Text block:
╭──
In supergravity theories soft SUSY breaking terms may be added
to the lagrangian without introducing new divergences and thus
need not spoil the supersymmetric solution to the hierarchy
problem. If SUSY breaking is dominated by the F term of a
specific field the soft terms may be related in a model
independent way if supersymmetry breaking occurs in a hidden
sector with coupling to the visible sector via gravitational
effects only\cite{r34,r73,r73a}. In this letter
we will investigate the predictions for the moduli and soft terms
in superstring theories in which the origin of SUSY breaking is
through a gaugino condensate in the hidden sector.

Gaugino condensation \ci{r9a,r9} offers a very plausible
origin
for SUSY breaking for it is very reasonable to expect such a
condensate to form at a scale between the Planck scale and the
electroweak breaking scale if the hidden sector gauge group has
a (running) coupling which becomes large somewhere in this
domain. Non-perturbative studies in effective supergravity
theories resulting from orbifold compactification schemes suggest
the dynamics of the strongly coupled gauge sector is such that
the gaugino condensate will form and trigger supersymmetry
breaking.
╰──
Given data:
╭──
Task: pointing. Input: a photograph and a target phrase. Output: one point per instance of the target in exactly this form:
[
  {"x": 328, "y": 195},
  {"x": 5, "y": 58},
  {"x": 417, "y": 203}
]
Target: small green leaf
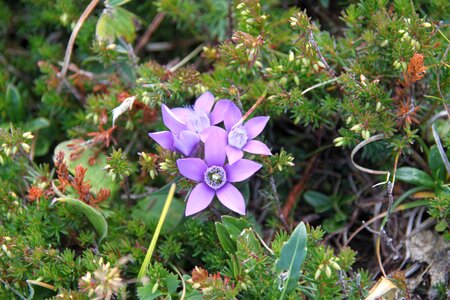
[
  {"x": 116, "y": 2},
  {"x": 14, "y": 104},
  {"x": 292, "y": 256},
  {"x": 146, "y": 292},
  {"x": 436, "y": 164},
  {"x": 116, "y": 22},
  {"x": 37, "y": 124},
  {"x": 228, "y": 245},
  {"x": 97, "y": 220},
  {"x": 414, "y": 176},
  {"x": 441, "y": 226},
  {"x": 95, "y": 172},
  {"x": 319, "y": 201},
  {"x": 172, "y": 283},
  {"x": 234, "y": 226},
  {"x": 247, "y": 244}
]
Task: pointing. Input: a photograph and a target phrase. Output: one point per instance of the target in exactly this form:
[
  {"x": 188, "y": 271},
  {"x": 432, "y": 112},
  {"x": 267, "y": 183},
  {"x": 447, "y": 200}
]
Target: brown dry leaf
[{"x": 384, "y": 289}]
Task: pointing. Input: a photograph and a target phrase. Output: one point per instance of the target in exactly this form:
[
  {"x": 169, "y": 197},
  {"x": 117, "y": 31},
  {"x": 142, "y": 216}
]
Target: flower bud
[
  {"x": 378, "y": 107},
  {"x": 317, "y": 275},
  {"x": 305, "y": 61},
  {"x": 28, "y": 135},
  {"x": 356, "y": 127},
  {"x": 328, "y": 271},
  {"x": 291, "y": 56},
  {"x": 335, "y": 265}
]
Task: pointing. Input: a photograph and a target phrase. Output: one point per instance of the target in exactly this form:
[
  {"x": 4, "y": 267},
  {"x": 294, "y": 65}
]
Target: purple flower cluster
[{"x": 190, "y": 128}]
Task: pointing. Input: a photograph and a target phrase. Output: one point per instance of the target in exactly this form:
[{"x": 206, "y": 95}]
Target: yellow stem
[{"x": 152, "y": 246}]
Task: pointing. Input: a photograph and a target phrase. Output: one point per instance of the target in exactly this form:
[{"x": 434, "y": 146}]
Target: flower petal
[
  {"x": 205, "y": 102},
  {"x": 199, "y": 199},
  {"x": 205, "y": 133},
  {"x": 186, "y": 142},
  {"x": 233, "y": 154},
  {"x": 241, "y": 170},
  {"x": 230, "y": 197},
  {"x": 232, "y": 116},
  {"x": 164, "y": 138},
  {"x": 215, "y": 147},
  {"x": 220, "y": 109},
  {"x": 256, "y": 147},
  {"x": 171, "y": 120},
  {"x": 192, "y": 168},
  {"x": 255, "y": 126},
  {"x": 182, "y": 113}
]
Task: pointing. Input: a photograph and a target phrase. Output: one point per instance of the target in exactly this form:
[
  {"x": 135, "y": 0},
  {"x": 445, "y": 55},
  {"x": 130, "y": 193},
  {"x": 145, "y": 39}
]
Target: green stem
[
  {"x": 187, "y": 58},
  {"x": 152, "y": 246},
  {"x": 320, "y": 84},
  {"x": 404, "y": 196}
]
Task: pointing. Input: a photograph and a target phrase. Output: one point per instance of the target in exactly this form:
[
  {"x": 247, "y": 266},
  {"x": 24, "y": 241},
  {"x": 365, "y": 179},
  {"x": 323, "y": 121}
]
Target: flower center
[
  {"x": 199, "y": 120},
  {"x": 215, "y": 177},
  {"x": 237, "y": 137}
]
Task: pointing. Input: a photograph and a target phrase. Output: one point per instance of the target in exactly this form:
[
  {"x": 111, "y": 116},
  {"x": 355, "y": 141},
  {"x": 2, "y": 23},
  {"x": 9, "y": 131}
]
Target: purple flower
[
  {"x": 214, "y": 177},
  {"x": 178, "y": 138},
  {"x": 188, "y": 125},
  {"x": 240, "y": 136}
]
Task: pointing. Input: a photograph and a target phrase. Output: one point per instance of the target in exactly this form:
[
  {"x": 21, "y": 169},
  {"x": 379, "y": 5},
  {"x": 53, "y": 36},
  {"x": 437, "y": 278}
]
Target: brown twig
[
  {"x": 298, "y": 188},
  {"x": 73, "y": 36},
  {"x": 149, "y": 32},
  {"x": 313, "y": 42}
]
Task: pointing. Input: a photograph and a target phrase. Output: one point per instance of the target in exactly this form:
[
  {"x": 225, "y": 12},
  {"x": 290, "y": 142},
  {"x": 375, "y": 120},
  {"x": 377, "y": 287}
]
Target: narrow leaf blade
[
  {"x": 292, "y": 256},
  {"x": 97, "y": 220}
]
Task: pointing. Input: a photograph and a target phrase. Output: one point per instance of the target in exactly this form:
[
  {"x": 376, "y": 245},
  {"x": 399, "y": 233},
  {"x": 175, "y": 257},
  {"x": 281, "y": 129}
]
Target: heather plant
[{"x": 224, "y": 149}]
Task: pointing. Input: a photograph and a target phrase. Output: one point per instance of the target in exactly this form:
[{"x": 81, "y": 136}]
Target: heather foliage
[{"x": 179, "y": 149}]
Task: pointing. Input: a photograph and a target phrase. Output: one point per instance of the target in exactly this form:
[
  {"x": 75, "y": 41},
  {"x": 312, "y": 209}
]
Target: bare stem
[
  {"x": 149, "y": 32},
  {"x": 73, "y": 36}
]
╰──
╭──
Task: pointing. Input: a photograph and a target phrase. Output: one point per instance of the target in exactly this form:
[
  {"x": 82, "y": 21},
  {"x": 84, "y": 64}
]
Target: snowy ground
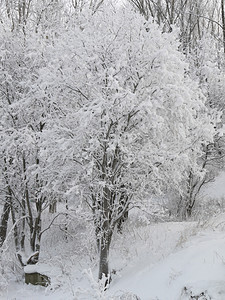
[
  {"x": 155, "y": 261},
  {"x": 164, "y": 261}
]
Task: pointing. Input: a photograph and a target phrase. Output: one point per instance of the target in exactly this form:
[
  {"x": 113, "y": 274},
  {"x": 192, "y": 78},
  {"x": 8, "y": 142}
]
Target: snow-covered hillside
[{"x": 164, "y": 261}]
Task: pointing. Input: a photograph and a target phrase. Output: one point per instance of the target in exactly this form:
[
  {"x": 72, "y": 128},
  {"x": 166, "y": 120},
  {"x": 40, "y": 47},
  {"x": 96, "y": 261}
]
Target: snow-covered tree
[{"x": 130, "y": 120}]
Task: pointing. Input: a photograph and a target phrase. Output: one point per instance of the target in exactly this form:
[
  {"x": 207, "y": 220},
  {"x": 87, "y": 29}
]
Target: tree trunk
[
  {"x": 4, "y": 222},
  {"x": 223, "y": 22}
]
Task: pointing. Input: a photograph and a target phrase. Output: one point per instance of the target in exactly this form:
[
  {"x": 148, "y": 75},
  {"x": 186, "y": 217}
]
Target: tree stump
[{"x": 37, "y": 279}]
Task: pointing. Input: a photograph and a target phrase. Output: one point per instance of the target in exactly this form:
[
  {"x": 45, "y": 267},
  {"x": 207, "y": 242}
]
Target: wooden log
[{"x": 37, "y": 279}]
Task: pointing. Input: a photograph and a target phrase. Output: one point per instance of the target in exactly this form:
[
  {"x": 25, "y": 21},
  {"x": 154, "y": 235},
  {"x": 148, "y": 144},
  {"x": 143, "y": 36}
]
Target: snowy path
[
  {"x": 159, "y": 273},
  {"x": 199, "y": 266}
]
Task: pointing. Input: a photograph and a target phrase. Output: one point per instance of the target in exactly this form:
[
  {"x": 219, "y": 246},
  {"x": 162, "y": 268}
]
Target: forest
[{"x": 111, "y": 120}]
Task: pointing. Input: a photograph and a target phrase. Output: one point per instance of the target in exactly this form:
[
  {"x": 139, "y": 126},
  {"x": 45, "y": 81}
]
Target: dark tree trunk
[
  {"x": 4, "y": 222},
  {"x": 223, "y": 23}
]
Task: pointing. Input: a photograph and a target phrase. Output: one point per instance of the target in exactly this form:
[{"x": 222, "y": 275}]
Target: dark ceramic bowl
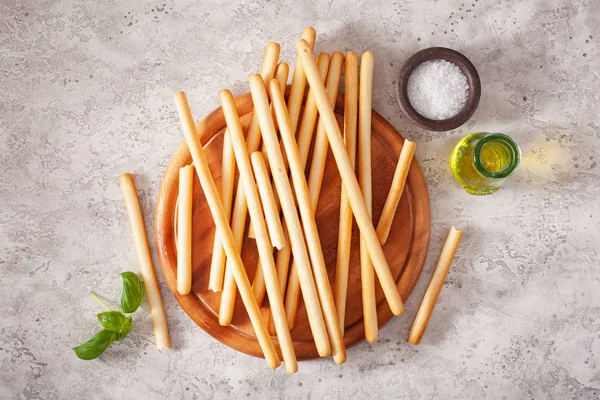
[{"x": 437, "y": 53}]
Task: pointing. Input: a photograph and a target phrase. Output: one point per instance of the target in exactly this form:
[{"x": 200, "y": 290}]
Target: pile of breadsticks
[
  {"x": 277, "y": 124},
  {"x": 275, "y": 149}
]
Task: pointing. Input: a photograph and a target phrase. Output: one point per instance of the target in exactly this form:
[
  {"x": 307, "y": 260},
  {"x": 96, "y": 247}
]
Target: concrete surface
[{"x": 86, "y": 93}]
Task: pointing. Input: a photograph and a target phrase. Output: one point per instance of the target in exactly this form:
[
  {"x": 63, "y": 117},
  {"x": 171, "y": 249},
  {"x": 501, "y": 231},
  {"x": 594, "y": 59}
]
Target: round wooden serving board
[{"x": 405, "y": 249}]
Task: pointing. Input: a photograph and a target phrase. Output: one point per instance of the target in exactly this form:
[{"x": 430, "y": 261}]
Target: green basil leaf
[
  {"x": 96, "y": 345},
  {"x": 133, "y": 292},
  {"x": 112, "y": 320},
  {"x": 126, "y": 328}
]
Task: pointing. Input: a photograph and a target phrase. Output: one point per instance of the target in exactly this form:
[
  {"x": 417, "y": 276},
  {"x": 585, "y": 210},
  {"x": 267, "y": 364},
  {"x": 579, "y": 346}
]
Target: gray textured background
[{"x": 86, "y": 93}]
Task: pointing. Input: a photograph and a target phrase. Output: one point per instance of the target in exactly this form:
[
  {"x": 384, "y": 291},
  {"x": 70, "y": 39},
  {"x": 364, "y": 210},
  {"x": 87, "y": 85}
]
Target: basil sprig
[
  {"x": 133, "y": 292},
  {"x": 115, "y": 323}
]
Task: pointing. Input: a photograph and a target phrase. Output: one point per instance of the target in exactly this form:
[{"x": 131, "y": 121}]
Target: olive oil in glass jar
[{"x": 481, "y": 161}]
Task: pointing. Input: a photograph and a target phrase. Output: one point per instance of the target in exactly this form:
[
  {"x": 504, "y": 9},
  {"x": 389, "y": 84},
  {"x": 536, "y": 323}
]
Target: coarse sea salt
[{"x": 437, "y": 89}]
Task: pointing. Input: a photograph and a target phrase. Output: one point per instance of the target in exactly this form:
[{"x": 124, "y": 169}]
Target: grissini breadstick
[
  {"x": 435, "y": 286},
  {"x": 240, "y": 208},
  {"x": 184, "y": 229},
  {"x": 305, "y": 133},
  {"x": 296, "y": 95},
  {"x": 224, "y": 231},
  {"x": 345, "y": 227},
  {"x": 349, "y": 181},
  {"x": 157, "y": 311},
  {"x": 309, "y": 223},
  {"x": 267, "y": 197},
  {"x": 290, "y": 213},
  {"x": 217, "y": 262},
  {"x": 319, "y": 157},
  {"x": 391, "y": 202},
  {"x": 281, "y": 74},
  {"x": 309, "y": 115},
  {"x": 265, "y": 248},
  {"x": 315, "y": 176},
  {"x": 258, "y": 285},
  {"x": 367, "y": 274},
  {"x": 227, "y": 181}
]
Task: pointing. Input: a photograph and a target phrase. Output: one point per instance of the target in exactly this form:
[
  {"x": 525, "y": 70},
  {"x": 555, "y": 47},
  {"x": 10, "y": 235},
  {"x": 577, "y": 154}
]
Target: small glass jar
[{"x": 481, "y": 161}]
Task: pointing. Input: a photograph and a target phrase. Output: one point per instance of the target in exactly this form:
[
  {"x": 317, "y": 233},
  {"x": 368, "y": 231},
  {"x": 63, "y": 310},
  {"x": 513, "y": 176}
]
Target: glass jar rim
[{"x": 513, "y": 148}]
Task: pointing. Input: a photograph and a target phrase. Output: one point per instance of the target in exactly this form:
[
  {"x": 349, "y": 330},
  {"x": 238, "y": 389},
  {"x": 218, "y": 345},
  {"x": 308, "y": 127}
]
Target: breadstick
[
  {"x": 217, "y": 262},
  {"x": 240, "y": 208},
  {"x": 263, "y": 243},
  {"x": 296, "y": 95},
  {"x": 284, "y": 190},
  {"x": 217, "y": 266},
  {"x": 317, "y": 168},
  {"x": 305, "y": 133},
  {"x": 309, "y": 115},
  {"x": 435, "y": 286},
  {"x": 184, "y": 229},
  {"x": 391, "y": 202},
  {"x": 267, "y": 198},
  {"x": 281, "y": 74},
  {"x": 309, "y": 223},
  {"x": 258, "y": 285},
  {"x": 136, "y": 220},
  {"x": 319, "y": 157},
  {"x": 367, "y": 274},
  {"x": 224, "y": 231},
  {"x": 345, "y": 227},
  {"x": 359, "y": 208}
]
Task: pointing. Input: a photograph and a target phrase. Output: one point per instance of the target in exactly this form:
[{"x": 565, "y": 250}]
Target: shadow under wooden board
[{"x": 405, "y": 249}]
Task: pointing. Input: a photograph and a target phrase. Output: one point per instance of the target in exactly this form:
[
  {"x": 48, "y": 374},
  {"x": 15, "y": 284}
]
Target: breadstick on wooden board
╰──
Written request A: According to the supergravity passage, why do soft SUSY breaking terms not have to spoil the supersymmetric solution to the hierarchy problem? Answer in one to three sentences.
Written request B: List every condition that the supergravity passage gives for the soft terms to be related in a model independent way.
The rows are not needed for this work.

Complete output A: In supergravity theories, soft SUSY breaking terms can be added to the lagrangian without introducing new divergences. For that reason they need not spoil the supersymmetric solution to the hierarchy problem.

Complete output B:
- SUSY breaking is dominated by the F term of a specific field.
- Supersymmetry breaking occurs in a hidden sector.
- The hidden sector couples to the visible sector via gravitational effects only.